*Aim of the task*:
Reproduce every line of the entries below verbatim, keeping the original order and wording.

*Given entries*:
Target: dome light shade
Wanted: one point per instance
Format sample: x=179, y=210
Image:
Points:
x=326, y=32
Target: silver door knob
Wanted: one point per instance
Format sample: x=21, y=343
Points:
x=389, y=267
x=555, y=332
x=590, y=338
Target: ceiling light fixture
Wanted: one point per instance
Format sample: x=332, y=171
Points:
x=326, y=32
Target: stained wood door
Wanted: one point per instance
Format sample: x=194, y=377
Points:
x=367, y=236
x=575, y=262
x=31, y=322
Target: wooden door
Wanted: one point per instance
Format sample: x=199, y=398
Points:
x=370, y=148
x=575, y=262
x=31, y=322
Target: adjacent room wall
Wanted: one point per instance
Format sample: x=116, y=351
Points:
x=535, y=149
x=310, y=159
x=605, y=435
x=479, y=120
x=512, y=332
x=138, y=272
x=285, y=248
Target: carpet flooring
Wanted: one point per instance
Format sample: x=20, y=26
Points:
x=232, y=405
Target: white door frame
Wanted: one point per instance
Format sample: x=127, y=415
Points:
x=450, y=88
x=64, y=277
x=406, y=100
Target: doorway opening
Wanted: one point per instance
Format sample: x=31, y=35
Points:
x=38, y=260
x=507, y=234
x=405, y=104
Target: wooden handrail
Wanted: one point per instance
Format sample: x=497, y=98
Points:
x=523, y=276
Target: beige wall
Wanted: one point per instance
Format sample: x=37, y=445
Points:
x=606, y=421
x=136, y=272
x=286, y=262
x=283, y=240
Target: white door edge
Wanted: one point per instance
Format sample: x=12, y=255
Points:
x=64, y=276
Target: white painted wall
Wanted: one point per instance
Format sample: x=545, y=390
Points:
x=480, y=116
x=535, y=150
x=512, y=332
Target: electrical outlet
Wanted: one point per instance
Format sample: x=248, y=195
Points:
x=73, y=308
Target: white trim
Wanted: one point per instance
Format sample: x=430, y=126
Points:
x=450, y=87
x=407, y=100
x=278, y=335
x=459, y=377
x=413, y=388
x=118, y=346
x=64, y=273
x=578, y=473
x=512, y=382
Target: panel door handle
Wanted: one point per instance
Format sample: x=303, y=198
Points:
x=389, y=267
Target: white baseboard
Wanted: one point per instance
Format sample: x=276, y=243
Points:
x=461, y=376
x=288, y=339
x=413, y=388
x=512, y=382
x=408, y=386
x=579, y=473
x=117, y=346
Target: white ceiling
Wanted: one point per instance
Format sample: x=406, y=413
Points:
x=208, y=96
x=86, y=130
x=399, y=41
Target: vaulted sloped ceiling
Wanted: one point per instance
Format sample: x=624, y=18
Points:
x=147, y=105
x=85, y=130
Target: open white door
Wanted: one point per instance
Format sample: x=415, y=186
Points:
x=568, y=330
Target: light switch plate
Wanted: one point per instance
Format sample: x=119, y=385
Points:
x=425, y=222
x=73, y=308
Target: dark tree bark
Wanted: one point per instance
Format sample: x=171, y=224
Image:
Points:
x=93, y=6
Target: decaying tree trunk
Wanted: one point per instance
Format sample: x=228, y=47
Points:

*Answer for the task*:
Target: dome light shade
Wanted: one point per instance
Format sample: x=179, y=210
Image:
Points:
x=326, y=32
Target: silver door knob
Wanted: one point per instance
Format sample: x=21, y=343
Points:
x=389, y=267
x=555, y=332
x=590, y=338
Target: ceiling light fixture
Wanted: one point per instance
Format sample: x=332, y=171
Points:
x=326, y=32
Target: stained wood door
Wanted: one point per instance
Format sample: x=194, y=377
Points:
x=367, y=236
x=575, y=262
x=31, y=322
Target: wooden door
Wanted: one point per instance
Format sample: x=199, y=398
Points:
x=370, y=148
x=575, y=262
x=31, y=322
Target: adjacent room wall
Wanted: one point per instance
Format sample: x=116, y=351
Points:
x=535, y=149
x=310, y=159
x=605, y=435
x=479, y=120
x=512, y=332
x=138, y=272
x=285, y=248
Target: carpet flooring
Wanted: one point per instance
Format sample: x=20, y=26
Points:
x=232, y=405
Target: white door frame
Wanted: one point per instance
Format sample: x=127, y=415
Points:
x=450, y=88
x=64, y=277
x=406, y=100
Target: doorway opening
Wanted: one point per instance
Format sample: x=31, y=35
Points:
x=38, y=260
x=507, y=234
x=405, y=104
Target: wooden handrail
Wanted: one point per instance
Format sample: x=497, y=98
Points:
x=523, y=276
Target: beige wall
Wanted: one point per instance
Format sample: x=37, y=445
Points:
x=606, y=421
x=136, y=272
x=286, y=262
x=283, y=240
Target: white door edge
Wanted: one point per instance
Format sample: x=12, y=255
Points:
x=64, y=276
Target: white painted wall
Wanted: one point per instance
Format sample: x=545, y=390
Points:
x=480, y=116
x=535, y=150
x=512, y=332
Target: electrical outlet
Wanted: one point per instance
Format sample: x=248, y=195
Points:
x=73, y=308
Target: white trim
Wanted: one point per instance
Format sample: x=430, y=126
Points:
x=450, y=87
x=407, y=100
x=278, y=335
x=459, y=377
x=413, y=388
x=118, y=346
x=64, y=273
x=578, y=473
x=512, y=382
Target: panel door handle
Wanted: one point per instance
Format sample: x=303, y=198
Points:
x=389, y=267
Target: white baseboard
Wanted: one point per instance
Format sample: x=276, y=243
Points:
x=461, y=376
x=288, y=339
x=413, y=388
x=512, y=382
x=408, y=386
x=579, y=473
x=117, y=346
Target: white ceiling
Wanted: one point per instance
Format sample: x=406, y=413
Points:
x=208, y=96
x=86, y=130
x=399, y=41
Target: vaulted sloped ceiling
Wanted: one point per instance
Format sample: x=624, y=18
Points:
x=147, y=105
x=85, y=130
Target: open white door
Wanted: one point per instance
Format sample: x=415, y=186
Points:
x=568, y=330
Target: light switch plate
Wanted: one point per instance
Format sample: x=119, y=385
Points:
x=425, y=222
x=73, y=308
Target: dark tree bark
Wanted: one point per instance
Format sample: x=171, y=224
Image:
Points:
x=93, y=6
Target: decaying tree trunk
Wanted: one point per instance
Format sample: x=228, y=47
Points:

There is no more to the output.